=== AIM OF THE TASK ===
Please tally the lines in the listing below that contain the string "query", treating uppercase and lowercase as different, and reply with the number alone.
▬▬▬▬▬▬▬▬▬▬
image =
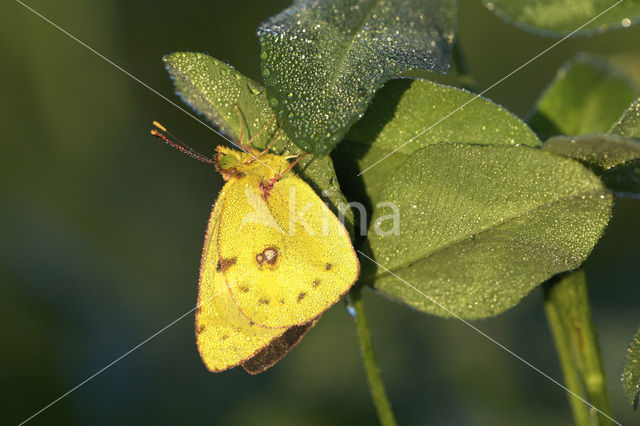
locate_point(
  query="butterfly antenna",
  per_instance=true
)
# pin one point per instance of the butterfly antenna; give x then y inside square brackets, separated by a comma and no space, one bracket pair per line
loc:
[178,144]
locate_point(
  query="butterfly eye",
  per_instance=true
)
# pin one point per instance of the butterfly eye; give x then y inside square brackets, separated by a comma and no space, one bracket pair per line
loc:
[228,161]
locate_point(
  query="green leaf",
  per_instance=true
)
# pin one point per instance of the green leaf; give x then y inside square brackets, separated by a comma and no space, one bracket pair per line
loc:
[629,124]
[481,226]
[631,373]
[615,159]
[402,110]
[587,95]
[558,17]
[322,61]
[212,88]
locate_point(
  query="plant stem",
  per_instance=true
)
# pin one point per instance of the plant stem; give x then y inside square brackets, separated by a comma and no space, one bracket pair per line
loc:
[465,79]
[569,316]
[571,374]
[379,395]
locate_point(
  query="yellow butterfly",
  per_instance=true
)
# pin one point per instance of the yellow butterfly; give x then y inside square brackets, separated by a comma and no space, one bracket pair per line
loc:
[274,259]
▬▬▬▬▬▬▬▬▬▬
=== RESULT OF THIS TASK ===
5